Wednesday, July 09, 2014

Chicago Democrats a protected species on the national stage

By John Kass
http://www.chicagotribune.com/
July 9, 2013

Chicago Mayor Rahm Emanuel and Jimmy Fallon discuss their polar plunge earlier this year on Tuesday night's "Tonight Show Starring Jimmy Fallon."
( NBC / June 3, 2014 )
Chicago Mayor Rahm Emanuel and Jimmy Fallon discuss their polar plunge earlier this year on Tuesday night's "Tonight Show Starring Jimmy Fallon."

Prominent Chicago Democrats have had an easy time with the national media for decades — as easy as shaking a ring of keys to distract an anxious child in church.
Former Mayor Richard M. Daley rode a bicycle in photo ops and put a few plants on the roof of City Hall, leading the national news networks to cast him as the "green" mayor, not as the absolute boss of a broken and corrupt political system that piled debt on the city and drained its future for the benefit of the insiders.
President Barack Obama appeared on the late-night talk shows as the mystical healer of America's broken politics, not as some untested suit who held the hand of now-imprisoned bagman Tony Rezko while learning to cross Chicago's political streets.
And Mayor Rahm Emanuel, Obama's former chief of staff?
He hangs with Jimmy Fallon and they tell jokes about jumping into a freezing Lake Michigan. Emanuel is as cool and practiced a media manipulator as the fictional Frank Underwood in "House of Cards."
But a headline of 82 people shot in Chicago in 84 hours is embarrassing to the mayor, particularly for a mayor who sees the fifth floor of City Hall as a mere stop on the road to his national political destiny.

Prompt: Pick up the column on Chicago Democrats and the national media after its final sentence and carry it further.

Provided information:
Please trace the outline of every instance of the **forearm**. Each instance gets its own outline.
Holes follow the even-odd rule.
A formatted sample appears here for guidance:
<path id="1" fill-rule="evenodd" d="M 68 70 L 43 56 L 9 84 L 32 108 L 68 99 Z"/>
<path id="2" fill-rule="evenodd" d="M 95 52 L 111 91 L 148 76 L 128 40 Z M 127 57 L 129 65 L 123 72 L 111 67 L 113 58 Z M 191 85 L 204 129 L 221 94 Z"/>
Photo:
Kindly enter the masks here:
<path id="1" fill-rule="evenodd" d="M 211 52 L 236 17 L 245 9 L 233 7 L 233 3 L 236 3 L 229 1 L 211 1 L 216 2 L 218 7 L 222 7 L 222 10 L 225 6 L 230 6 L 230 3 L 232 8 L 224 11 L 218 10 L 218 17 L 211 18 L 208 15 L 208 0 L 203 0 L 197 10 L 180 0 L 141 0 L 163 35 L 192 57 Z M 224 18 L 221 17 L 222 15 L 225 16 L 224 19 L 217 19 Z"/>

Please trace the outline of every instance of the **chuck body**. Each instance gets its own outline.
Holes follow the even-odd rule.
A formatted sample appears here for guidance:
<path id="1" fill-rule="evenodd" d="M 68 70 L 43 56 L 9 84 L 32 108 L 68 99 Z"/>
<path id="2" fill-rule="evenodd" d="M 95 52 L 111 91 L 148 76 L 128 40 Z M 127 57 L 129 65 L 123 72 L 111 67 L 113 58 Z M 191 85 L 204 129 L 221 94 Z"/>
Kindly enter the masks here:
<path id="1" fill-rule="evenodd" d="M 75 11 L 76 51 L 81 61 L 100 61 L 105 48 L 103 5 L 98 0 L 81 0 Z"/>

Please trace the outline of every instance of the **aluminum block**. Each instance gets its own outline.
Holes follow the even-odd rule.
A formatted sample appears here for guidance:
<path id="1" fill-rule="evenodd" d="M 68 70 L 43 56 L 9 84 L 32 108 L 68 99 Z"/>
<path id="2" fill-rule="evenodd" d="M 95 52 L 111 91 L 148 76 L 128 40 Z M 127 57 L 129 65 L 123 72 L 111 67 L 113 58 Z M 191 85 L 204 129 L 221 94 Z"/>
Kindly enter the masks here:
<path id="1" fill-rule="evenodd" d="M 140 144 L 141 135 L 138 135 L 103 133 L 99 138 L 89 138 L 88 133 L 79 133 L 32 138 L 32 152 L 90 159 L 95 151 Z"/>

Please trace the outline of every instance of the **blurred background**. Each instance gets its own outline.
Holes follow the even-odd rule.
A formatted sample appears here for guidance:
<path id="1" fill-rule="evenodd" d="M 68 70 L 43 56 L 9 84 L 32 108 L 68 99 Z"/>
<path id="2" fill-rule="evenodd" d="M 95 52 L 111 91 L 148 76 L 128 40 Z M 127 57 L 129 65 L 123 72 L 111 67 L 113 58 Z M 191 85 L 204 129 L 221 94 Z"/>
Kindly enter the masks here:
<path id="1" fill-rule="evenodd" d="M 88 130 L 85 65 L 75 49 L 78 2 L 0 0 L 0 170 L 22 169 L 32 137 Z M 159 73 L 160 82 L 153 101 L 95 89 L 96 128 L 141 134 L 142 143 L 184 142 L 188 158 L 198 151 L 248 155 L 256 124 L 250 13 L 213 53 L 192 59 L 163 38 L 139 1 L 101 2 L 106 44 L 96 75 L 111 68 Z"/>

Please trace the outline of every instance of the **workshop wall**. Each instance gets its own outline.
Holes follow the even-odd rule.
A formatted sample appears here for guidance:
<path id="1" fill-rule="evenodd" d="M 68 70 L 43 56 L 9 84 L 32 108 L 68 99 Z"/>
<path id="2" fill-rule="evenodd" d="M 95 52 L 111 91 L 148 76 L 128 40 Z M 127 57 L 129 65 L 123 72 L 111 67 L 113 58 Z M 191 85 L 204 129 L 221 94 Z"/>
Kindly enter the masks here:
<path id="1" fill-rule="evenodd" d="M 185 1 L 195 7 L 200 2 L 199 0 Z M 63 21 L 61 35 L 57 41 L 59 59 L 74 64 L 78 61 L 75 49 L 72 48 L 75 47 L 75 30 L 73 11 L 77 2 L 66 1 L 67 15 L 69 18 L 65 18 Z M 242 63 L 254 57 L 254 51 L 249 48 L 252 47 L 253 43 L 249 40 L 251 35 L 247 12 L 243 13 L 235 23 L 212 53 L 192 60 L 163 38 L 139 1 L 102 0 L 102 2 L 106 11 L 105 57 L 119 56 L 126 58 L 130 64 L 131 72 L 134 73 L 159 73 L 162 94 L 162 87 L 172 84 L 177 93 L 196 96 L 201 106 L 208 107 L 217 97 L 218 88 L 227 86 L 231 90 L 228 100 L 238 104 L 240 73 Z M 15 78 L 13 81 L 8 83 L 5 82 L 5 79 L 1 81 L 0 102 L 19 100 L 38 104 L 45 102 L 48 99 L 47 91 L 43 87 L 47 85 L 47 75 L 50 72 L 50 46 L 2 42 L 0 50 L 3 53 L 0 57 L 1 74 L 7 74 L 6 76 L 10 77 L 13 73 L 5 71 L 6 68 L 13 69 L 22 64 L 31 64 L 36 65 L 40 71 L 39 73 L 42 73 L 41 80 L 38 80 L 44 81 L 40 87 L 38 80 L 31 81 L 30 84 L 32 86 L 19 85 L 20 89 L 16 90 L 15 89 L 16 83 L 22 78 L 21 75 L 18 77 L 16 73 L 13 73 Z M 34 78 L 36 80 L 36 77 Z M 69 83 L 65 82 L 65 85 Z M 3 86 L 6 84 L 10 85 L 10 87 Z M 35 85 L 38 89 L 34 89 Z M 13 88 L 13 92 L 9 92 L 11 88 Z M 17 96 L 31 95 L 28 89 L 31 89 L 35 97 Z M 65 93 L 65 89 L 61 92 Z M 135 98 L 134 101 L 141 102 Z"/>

Exercise response:
So he held a news conference on the Far South Side this week, a familiar exercise, full of the necessary archetypes:
Wise neighborhood matrons flanking the mayor and nodding their heads in agreement. Grieving families in support, better there at his side than out on the street asking angry questions.
They talked of the need for everyone to step up to face the crisis, from community leaders to parents, federal officials, judges — everyone except, of course, the mayor of Chicago.
And he avoided the overriding question, again and again: When are we going to hire more police officers?
"Now, a lot of people will say, 'Where were the police? What were the police doing?' That's a fair question, but not the only question," the mayor said.
"Where are the parents? Where is the community? Where are the gun laws? Where are the national leaders, so we don't have the guns of Cook County, Indiana and downstate Illinois flowing into the city?"
Rattle those keys, Mr. Mayor.
A TV reporter asked him about tired police officers who've been working overtime because he won't hire more. Another reporter asked why New York and Los Angeles have lower homicide rates than Chicago.
"Well, thank you (for) your question," Rahm said, launching into a diatribe on gun laws, rather than on police staffing.
He's good at shaking keys. And some analysts bought his talking points, agreeing with City Hall that talking of police manpower was just too easy.
Too easy? What else is left? A miracle?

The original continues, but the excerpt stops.